● **ASSIGNED TASK 1**
Reproduce the stretch of the DOE climate-research account from "When I joined" through "studies of climate.", word for word.
● **ASSIGNED TASK 2**
In the DOE climate-research account, who is named as Director of the DOE Arctic Energy Office?

● **SOURCE EXTRACT**
= = = = =

When I joined the Department of Energy’s (DOE) Office of Science as the Director in 2022, I was the first climate scientist to hold this position. As a premier funder of long-term, large-scale climate science, the Office of Science was an ideal place for me to help support key research and highlight the wonderful work DOE-funded scientists are doing. During the 2023 Climate Week (September 18-22), I traveled to Minnesota and Alaska to learn more about the Office of Science’s investments in cutting edge studies of climate.
Some people may wonder why the Office of Science and DOE invest in climate science, but it is no mystery to me. Climate and energy are inextricably linked. Climate affects how our energy systems will operate in the future and how our energy systems are the main contributor to climate change. The Office of Science has also been supporting the most advanced Earth system models for decades for long-term predictions of climate. These models must be informed and validated by real environments.
I got to visit three key experiments funded by the Office of Science’s Biological and Environmental Research Program: Spruce and Peatland Responses Under Changing Environments (SPRUCE project), the Snow ALbedo eVOlution (SALVO) experiment at the Atmospheric Radiation Measurement (ARM) facility, and the Next-Generation Ecosystem Experiments (NGEE) Arctic. These experiments are each vital in their own right. But combined together, they have given us insight into how humans impact the environment and what we can expect in the future. All three experiments are either led by or have heavy involvement from DOE’s national laboratories. From soil science to microbiology to hydrogeology, the national laboratories bring new insights to scientific disciplines and sustain long-term experiments with world class instrumentation, personnel, and safety culture.
For the Alaska portion of my trip, I was joined by the Director of the DOE Arctic Energy Office, Erin Whitney, and several of her top advisors. The Arctic Energy Office leads work on the administration’s and DOE’s domestic energy Administration priorities as well as cross-cutting opportunities and priorities in the Arctic region. Traveling through Alaska, it was clear to me why the Arctic Energy Office is essential. Their expertise and connections to the local communities were invaluable and helped make my trip a success!

= = = = =

● **ENTRIES SHOWN**
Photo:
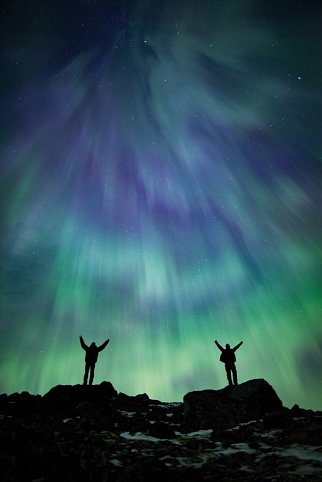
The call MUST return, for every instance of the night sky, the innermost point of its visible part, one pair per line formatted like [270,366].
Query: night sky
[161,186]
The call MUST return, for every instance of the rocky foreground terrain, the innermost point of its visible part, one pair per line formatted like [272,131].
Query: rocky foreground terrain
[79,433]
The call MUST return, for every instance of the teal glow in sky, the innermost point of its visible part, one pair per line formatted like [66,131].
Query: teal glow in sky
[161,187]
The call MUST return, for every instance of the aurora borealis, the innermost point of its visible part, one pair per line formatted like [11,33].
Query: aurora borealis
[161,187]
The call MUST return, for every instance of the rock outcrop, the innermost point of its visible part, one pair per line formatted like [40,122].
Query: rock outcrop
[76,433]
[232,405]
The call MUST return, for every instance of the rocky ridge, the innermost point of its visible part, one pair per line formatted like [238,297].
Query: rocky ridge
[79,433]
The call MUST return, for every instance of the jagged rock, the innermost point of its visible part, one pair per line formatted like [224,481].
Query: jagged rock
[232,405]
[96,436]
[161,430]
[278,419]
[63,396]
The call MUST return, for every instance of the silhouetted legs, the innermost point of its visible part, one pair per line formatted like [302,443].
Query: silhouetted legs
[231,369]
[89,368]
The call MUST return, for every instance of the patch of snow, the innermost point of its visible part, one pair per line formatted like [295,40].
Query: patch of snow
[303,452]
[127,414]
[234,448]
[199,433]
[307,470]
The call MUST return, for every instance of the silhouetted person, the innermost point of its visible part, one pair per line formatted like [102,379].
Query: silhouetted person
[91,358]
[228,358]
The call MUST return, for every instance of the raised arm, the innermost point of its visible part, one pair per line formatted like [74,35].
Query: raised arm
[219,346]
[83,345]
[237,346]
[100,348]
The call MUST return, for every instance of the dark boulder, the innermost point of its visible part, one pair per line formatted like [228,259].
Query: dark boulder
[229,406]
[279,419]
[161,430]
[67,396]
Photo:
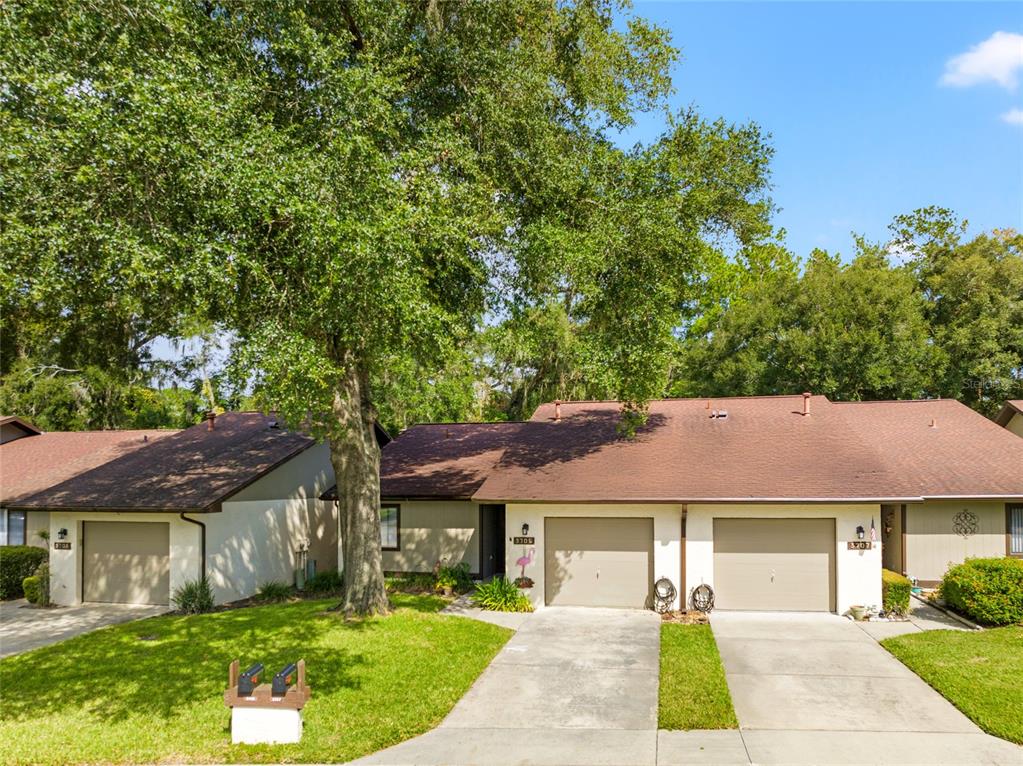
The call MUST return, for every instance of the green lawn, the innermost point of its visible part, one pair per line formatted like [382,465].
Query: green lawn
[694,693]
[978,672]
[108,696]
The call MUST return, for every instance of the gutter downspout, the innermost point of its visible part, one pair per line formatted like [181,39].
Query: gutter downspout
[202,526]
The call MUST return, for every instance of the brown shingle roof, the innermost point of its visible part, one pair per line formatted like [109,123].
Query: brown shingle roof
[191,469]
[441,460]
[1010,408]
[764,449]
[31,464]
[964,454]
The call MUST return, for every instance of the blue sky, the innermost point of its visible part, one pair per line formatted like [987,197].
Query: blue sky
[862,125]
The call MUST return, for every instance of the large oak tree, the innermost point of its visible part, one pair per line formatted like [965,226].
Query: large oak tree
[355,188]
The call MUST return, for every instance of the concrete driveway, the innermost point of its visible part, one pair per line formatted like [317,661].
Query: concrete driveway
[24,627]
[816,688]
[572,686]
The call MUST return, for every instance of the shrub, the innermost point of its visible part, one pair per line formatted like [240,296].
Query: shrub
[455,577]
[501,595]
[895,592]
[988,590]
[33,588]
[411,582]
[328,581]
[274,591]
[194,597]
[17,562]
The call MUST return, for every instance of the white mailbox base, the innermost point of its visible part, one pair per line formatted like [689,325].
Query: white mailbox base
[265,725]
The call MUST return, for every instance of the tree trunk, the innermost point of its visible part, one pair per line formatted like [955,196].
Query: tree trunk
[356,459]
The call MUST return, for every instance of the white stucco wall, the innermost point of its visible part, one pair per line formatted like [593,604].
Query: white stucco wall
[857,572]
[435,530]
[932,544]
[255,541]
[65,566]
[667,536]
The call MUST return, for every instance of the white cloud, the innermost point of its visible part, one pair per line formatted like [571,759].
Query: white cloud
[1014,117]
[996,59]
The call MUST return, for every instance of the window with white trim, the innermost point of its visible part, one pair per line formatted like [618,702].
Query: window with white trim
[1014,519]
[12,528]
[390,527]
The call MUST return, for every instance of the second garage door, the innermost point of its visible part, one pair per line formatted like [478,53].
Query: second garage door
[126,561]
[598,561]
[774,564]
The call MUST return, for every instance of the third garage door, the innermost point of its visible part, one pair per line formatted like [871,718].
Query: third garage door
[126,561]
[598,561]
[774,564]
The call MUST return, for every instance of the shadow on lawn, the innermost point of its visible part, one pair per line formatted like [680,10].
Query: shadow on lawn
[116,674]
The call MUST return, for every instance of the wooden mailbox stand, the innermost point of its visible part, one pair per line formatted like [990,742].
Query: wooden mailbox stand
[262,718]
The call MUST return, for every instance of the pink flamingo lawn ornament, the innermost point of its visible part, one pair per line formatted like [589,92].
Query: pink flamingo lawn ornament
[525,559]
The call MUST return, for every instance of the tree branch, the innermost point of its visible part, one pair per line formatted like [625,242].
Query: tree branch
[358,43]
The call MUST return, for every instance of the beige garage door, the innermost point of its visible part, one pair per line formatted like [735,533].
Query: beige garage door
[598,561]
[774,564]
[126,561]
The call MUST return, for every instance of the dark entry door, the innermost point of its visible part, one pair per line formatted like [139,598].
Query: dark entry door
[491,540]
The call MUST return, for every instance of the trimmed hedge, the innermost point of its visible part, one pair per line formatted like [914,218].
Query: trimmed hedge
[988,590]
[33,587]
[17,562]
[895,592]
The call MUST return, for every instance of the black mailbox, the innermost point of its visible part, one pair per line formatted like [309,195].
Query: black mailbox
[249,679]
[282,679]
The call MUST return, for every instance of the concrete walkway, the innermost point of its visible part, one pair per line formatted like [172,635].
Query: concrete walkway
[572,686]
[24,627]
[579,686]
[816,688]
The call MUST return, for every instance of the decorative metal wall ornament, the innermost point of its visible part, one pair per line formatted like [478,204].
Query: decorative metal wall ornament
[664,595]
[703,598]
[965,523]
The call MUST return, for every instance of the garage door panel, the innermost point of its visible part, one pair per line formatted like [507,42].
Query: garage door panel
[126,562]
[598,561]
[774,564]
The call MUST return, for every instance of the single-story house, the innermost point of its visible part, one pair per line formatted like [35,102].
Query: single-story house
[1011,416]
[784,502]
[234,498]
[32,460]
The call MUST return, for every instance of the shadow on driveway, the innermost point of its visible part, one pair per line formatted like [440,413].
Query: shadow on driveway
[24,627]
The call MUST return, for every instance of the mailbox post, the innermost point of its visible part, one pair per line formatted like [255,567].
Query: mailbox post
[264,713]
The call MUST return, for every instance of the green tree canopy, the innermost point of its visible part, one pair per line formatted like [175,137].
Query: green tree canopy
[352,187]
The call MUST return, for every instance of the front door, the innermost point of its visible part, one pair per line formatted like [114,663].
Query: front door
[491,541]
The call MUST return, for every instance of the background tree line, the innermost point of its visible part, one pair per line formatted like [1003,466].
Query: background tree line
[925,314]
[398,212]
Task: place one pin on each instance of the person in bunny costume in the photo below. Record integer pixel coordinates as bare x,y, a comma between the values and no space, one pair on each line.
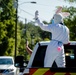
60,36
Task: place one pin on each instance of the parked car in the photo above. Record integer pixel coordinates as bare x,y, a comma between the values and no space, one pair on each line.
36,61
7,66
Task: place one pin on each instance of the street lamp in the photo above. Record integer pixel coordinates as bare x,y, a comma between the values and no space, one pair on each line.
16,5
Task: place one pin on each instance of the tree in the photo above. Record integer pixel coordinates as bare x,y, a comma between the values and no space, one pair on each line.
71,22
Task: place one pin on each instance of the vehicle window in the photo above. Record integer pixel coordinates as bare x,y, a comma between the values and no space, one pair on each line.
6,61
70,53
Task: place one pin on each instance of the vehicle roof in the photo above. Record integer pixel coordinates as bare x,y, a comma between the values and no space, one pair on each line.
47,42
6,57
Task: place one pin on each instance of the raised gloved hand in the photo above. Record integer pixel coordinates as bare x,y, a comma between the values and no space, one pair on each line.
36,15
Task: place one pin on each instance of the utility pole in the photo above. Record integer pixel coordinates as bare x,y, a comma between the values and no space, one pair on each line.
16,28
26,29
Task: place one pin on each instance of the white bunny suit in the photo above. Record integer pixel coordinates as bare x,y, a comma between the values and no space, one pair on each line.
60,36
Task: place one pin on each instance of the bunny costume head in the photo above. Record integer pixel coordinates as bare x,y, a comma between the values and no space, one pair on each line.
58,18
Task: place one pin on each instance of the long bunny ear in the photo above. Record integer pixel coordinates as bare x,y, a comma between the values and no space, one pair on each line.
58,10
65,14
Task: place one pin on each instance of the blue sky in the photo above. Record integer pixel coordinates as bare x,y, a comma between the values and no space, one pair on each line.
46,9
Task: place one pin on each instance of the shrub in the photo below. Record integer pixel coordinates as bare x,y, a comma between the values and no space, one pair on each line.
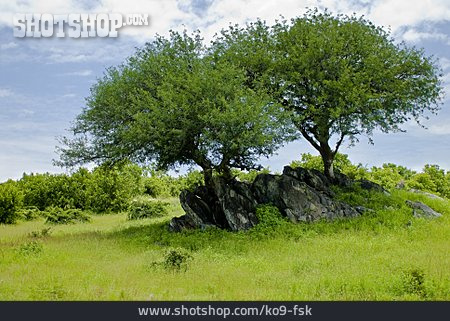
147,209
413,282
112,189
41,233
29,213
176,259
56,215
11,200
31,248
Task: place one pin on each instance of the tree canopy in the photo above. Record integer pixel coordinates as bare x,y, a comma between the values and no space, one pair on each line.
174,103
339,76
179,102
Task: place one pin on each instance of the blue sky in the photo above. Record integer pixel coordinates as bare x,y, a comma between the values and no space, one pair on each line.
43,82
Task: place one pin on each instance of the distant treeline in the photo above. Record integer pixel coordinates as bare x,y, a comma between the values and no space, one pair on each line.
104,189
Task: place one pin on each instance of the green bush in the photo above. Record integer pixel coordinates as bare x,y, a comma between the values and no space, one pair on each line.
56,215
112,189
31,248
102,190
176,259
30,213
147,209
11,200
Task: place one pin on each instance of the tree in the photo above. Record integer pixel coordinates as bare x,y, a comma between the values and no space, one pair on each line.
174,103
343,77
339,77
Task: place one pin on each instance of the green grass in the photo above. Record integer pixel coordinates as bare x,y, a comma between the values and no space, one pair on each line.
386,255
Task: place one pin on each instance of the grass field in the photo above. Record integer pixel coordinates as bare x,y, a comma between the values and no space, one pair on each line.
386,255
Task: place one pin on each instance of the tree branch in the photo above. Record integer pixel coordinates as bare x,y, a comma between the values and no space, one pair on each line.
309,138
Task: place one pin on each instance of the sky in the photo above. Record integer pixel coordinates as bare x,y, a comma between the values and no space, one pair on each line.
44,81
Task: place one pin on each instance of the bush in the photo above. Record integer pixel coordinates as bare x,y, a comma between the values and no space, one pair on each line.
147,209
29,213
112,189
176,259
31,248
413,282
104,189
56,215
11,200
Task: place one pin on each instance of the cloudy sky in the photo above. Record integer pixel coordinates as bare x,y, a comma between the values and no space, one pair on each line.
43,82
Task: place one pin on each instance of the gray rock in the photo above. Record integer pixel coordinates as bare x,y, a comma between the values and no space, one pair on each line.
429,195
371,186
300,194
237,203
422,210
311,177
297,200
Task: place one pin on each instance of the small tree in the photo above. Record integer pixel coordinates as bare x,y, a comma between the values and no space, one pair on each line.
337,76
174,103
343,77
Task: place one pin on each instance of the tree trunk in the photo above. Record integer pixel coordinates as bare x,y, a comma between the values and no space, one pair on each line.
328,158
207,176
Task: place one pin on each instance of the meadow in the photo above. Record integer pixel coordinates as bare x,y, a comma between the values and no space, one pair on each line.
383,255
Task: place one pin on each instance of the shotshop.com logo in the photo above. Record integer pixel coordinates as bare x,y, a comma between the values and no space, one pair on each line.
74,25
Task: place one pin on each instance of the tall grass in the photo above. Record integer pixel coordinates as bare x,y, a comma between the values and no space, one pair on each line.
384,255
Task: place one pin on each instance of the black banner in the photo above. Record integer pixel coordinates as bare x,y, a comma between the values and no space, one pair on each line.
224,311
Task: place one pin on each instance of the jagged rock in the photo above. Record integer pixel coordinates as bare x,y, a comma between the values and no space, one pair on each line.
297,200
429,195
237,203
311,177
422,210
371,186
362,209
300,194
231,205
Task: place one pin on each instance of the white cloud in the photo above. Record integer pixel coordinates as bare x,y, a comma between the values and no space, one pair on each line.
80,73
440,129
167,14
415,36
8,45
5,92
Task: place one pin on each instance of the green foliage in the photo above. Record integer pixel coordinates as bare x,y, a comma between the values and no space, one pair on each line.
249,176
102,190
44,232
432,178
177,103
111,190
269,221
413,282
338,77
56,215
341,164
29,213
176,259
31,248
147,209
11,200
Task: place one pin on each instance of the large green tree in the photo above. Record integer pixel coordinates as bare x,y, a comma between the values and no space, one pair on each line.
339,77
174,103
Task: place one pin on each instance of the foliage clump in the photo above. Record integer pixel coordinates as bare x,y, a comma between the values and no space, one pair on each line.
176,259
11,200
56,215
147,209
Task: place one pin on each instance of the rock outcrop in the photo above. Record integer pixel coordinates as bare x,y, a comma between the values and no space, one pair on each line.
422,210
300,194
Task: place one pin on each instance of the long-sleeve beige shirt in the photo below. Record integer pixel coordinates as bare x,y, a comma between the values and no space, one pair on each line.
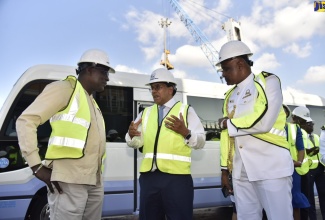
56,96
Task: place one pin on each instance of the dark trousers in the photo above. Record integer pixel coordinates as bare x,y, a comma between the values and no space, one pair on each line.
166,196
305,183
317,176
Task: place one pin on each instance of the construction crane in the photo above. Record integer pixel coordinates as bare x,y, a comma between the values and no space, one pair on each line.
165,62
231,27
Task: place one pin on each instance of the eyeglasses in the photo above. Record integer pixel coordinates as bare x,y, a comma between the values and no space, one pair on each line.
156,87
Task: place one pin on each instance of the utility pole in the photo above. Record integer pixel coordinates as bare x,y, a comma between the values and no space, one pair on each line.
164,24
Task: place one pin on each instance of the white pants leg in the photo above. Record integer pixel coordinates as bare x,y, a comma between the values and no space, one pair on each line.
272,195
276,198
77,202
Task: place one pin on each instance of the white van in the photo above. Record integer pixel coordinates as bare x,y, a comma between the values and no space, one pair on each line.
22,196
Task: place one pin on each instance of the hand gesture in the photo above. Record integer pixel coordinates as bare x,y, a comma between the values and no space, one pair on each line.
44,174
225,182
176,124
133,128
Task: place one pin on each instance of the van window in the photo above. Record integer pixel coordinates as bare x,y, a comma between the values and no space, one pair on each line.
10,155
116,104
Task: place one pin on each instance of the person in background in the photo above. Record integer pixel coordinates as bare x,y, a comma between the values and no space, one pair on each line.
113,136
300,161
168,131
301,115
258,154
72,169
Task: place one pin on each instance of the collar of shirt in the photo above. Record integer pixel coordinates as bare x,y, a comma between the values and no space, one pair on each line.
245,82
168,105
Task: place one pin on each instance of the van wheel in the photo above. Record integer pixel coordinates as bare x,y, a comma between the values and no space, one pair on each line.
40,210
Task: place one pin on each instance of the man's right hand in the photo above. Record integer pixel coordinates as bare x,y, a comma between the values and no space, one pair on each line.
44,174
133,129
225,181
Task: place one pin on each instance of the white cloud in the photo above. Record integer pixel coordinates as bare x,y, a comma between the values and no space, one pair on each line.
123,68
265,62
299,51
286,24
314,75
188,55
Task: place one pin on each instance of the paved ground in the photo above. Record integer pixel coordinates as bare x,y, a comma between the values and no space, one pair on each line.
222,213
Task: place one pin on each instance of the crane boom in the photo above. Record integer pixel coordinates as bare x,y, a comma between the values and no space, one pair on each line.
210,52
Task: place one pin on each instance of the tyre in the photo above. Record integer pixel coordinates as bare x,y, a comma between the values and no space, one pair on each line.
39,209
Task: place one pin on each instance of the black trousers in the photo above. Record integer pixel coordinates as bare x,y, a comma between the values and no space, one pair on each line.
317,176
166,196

= = = = =

● **TASK RESPONSE 1**
When I joined the Department of Energy’s (DOE) Office of Science as the Director in 2022, I was the first climate scientist to hold this position. As a premier funder of long-term, large-scale climate science, the Office of Science was an ideal place for me to help support key research and highlight the wonderful work DOE-funded scientists are doing. During the 2023 Climate Week (September 18-22), I traveled to Minnesota and Alaska to learn more about the Office of Science’s investments in cutting edge studies of climate.

● **TASK RESPONSE 2**
Erin Whitney